● **What needs to be done**
Find the line in the entries below that contains "Shelf-set audit: indicate the melted". Repeat it exactly, and every line after it through the line that contains "Shelf-set audit: indicate the finger".

*** Opening Stored data ***

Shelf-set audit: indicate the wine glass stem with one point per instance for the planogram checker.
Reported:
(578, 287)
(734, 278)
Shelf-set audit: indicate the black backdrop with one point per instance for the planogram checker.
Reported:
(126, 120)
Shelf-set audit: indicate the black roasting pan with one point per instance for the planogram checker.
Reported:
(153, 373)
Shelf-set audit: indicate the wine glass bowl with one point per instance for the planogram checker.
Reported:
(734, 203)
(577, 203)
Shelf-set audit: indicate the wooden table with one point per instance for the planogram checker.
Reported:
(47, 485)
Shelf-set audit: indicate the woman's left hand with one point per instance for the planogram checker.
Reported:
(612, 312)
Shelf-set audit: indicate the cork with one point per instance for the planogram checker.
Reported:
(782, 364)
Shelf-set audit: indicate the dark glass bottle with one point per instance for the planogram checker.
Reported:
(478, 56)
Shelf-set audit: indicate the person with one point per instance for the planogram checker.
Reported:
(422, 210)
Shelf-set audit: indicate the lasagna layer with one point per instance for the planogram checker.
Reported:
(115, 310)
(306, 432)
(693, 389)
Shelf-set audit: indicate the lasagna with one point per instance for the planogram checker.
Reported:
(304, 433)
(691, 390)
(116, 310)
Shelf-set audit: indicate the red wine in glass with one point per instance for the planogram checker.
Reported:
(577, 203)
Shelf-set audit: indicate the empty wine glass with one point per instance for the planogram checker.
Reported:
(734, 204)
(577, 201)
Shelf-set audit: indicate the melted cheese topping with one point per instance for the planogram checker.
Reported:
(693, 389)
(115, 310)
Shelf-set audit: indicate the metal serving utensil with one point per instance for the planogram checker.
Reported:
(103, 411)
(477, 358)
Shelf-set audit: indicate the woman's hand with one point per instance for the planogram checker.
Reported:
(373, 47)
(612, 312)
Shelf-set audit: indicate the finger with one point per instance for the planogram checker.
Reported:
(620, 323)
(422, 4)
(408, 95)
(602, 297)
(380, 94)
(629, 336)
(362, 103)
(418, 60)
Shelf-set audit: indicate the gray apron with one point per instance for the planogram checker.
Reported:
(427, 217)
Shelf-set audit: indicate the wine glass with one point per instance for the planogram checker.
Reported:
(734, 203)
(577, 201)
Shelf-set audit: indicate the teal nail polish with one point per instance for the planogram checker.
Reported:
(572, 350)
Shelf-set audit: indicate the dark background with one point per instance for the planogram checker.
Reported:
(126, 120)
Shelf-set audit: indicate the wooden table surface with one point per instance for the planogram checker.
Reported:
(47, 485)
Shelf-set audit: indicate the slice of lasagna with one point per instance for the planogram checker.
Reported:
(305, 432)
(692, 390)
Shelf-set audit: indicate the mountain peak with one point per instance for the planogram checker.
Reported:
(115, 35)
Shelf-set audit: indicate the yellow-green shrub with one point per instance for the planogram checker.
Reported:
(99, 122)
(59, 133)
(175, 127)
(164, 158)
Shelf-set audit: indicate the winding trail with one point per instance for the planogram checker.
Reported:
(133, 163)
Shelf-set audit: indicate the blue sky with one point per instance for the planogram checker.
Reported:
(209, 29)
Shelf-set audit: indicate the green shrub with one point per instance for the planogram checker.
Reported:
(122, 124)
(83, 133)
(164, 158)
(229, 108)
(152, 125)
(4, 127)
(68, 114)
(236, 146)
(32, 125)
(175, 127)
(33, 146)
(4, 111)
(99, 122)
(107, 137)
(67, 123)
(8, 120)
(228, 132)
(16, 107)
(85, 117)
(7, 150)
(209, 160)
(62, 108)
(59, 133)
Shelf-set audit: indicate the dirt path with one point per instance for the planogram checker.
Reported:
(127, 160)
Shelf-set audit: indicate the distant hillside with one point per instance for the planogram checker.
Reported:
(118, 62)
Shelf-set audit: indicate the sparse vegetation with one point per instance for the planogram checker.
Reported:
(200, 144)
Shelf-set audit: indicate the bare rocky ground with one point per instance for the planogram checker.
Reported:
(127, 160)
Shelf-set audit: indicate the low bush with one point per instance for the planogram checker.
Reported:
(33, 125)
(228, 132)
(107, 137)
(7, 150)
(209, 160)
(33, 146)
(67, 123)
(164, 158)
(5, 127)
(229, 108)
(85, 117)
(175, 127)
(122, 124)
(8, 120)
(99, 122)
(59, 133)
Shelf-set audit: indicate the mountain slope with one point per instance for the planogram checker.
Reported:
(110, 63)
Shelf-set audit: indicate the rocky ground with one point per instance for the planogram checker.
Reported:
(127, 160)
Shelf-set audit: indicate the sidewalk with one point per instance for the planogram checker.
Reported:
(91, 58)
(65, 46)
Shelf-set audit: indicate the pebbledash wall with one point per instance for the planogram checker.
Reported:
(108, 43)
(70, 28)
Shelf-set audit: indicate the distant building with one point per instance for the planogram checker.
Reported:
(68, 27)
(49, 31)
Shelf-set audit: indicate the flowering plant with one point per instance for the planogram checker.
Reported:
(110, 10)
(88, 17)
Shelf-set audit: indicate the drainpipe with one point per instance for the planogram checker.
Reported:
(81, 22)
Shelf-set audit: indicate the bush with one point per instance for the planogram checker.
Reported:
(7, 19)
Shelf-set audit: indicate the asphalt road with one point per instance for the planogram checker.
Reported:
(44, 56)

*** Closing Stored data ***

● **Expected answer**
Shelf-set audit: indicate the melted cheese topping with one point per instance for the planogram checker.
Reported:
(693, 389)
(115, 310)
Shelf-set audit: indicate the metal serving utensil with one point per instance for the planogram checker.
Reported:
(103, 411)
(477, 358)
Shelf-set audit: indicate the woman's hand with one point per instance for the planogram checker.
Reported:
(373, 47)
(612, 312)
Shelf-set audit: indicate the finger with one point per instance for the planogram checker.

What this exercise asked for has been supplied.